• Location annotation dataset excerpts
=====
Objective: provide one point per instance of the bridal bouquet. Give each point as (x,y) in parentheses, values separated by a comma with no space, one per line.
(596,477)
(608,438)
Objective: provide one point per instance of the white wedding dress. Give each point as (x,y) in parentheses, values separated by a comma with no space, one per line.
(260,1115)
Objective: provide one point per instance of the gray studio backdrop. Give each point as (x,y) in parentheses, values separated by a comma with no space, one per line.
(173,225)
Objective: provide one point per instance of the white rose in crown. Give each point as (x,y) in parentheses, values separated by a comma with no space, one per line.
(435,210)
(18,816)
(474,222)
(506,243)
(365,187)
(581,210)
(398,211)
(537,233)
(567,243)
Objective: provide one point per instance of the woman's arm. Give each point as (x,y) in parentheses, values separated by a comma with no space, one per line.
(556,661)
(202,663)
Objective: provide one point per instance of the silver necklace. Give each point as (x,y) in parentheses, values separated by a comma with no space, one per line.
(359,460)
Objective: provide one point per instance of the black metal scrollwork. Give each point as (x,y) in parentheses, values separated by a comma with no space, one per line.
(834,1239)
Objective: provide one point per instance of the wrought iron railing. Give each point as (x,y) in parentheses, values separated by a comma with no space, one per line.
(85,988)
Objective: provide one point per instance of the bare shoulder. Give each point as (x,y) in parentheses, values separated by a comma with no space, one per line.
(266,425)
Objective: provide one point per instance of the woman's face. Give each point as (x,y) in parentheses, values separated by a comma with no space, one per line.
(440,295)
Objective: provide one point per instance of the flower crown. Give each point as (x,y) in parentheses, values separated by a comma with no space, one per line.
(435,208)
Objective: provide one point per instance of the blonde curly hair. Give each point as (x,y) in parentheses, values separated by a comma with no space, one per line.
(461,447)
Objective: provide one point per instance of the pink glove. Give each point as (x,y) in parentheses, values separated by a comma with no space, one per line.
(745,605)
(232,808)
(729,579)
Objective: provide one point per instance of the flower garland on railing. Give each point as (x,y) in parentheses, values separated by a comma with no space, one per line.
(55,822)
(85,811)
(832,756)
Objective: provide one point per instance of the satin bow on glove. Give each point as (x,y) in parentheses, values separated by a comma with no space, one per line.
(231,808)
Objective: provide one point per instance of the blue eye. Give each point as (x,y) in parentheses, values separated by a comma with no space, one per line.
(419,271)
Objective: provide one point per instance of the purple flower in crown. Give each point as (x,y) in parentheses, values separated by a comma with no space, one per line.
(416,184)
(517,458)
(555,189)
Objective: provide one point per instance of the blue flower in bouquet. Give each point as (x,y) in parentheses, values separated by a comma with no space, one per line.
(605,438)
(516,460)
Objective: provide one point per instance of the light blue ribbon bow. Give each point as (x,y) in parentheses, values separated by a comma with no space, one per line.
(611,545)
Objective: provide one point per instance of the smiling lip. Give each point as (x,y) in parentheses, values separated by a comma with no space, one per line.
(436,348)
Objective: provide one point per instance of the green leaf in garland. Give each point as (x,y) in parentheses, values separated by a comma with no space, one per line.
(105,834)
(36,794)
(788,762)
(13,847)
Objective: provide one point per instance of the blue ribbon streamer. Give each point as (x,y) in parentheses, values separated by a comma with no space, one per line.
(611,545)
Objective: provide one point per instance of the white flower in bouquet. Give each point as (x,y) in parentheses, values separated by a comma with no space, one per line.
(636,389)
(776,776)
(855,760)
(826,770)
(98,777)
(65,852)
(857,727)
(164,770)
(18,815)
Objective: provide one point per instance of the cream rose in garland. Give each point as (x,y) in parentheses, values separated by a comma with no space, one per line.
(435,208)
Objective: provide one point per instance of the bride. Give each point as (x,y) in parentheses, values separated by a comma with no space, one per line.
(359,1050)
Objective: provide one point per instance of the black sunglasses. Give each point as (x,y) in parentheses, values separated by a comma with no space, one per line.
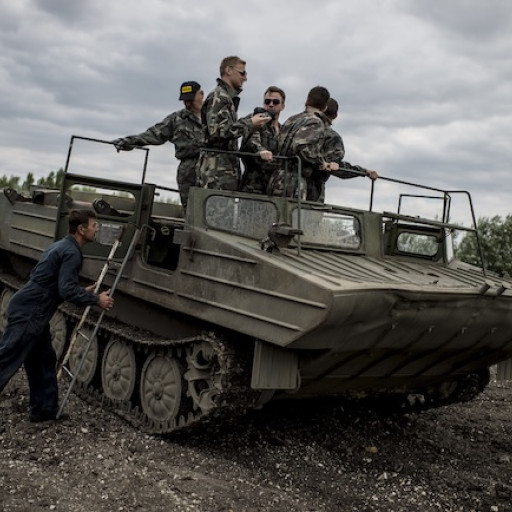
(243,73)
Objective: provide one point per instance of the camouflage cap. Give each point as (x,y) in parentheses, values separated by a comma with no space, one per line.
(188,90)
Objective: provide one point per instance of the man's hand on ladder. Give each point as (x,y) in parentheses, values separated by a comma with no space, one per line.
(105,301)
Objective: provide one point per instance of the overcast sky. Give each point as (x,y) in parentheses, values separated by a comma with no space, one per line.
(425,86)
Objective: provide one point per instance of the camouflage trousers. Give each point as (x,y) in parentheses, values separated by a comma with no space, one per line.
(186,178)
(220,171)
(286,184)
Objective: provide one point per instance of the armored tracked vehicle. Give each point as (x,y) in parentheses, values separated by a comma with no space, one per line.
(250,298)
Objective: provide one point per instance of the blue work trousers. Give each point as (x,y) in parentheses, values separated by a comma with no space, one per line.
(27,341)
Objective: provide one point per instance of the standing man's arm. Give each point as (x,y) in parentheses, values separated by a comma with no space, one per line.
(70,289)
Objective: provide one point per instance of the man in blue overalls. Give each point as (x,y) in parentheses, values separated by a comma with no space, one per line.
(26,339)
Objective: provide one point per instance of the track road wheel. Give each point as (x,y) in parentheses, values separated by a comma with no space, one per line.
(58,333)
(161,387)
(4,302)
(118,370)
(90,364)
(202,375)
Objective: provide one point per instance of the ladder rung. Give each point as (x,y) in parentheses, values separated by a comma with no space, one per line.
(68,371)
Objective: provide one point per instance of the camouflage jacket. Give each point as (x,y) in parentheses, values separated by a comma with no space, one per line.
=====
• Your objective
Will you set down the records word for word while leaving out every picture?

• Exercise response
Objective: provide one point per instance of the bridal bouquet. Give each point as (x,y) in parentheses, values separated by a comma with no space, one per line.
(596,477)
(608,438)
Objective: provide one point per instance of the white wedding dress. Give each point as (x,y) in parentheses, values separated by a comma with no space, one per line.
(260,1115)
Objective: provide one point per instance of the gray studio backdrop. Give each point as (x,y) in parentheses, values separated by a comma with no space, one per line.
(173,225)
Objective: provide one point per instance of the white rose in crown. Give each point as (x,y) in parentheses, values separated by a comma with no space, one per line.
(435,210)
(18,816)
(474,222)
(506,243)
(365,187)
(581,210)
(398,211)
(537,233)
(567,243)
Objective: provide one point per instance of the woman's arm. Give each point as (x,y) in parentheses, values separated by a comma with no space, one per line.
(556,661)
(202,663)
Objective: provide one point per instance of the silver necklace. Give each point as (x,y) in parentheses, values separated by a comma with no space, one per line.
(359,460)
Objective: provide one point per instance of the black metal scrollwork. Give each point as (x,y) in parentheses, values separated by a comma with no space, one per line.
(834,1239)
Objective: provide one point per instance of the wrought iron railing. Give each point as (x,y) in parentheses, values separated by a comma with no space, one per line.
(85,988)
Objective: provide one point per instance of the bare shoulder. Give each point as (x,y) in parentheses, values separated by a comma with no space, one per line.
(266,425)
Objective: provide one point per instance of the woman's face. Give each point as (x,y) in parentheses, values separated by a comma with no space, one per line.
(440,295)
Objective: provide one point per instance of the flower crown. Give each point as (x,y) in parentheses, values separated by a comma with no space, one per line.
(435,208)
Objective: provide one point per instance of the blonde curly hair. Give each point as (x,y) in parentheses, values separated by a comma with no space, one per line.
(461,447)
Objective: provide one point per instance of the pink glove. Give each point as (x,y) in parentheses, values separated by a comma with no space, one per line.
(745,605)
(232,808)
(729,579)
Objective: provide one point per instance of the flower garland on railing. Give each point as (x,y) in parentheses, values separated by a comma with no space, one per line.
(55,822)
(85,811)
(832,756)
Objective: provide one point per instance of the satin bow on glove. Give each point as (x,y) in parentheses, values separated by a comma with no space, one per line.
(231,808)
Objective: provide one point per instance of the blue eye. Give each point as (x,y) in parentheses, values separated by a comma with no space, one per line.
(419,271)
Objective: provide one point per instance of the purple flower in crown. Give each point as (x,y) in parentheses, values separated by a comma with no space, one per line.
(416,184)
(517,458)
(555,189)
Objective: provide one point per instance of the blue flower in bouquet. Give each point as (x,y) in parentheses, values separated by a comma with no space, one per line.
(605,438)
(516,460)
Objective: provide one point per instance of the light blue ribbon bow. Give each point as (x,y) in parentheses, values separated by a comma with no space, one per line.
(611,545)
Objective: provide one point per instance of the smiling lip. Give each point as (x,y) in parentheses, values separated by a comma with no space, one per line.
(436,348)
Objective: provide one point per instance of the green leaf in garland. Give each point as (x,y) in parentheses, values separated by a comma with no space, one per line.
(105,834)
(36,794)
(788,762)
(13,847)
Objective: provide one point per instance of the blue ribbon streamer. Give each point as (x,y) in parentheses, values separated by a comma with no space, one per line.
(611,545)
Objective: provide one point per instance of the white flower in bouquet. Give each point as (x,y) in parentheses, values separated by a comma with no space, one per line.
(636,389)
(776,776)
(855,760)
(826,770)
(98,777)
(65,852)
(857,727)
(164,770)
(18,815)
Objective: provide one point per instance of the cream rose in garland. Give each point as (x,y) in parentheses, values separated by a comma with no space, one per line.
(435,208)
Objective: provide one point per instance of the bride. Give each point as (x,y) in parentheses, values separated by a comma with no space, one per line.
(359,1050)
Objective: provide one point per instance of the black sunglasses. Give each point as (x,y) in parentheses, values separated by a comma with no space, one per line.
(243,73)
Objective: provide one point per instance of the camouflage cap. Give each point as (x,y) in parentheses, values separated by a comma with no space, one per line.
(188,90)
Objective: provide one point per instance of the man's hand on ladder. Give each point as (x,y) in parentheses, values separated by a comma with no space, one per line.
(105,301)
Objective: provide one point per instance of the overcast sky. Give each point as (x,y) in parentheses, values separated by a comma with no space, one per line.
(425,86)
Objective: provide one point per instance of the camouflage trousers. Give each point as (x,y) in parentheses, values separated by a comma with no space, one per line.
(186,178)
(220,171)
(286,184)
Objective: provide one point per instance of the armored tracked vehicle. Give each point as (x,y) in parentheses, values separated by a comma with no space, one per line.
(250,298)
Objective: provide one point per instance of the blue work trousers. Give each point as (x,y) in parentheses, values separated by a comma with no space, one per line.
(27,341)
Objective: provide one point per instance of the standing man's arm. Give each point as (x,y) in parentheses, values separated by a comma with no space, one per line.
(70,289)
Objective: provide one point per instance of the man in blue overalls. Give each point as (x,y) in parentheses, values separated by a comma with no space, one per line.
(26,339)
Objective: provide one point per instance of the track road wheel. Give each point as (x,y) in parentheses, values separated by a comma with no space, one per line.
(58,333)
(161,387)
(4,302)
(118,370)
(90,364)
(202,375)
Objective: provide one point per instance of the ladder rung. Give each point as (x,y) in parentheses, values separated by a comma with no space, one per line.
(68,371)
Objective: provide one point per instance of the camouflage jacket. Give each point as (x,y) in parentheses, values separated by a comma with no space, one per line.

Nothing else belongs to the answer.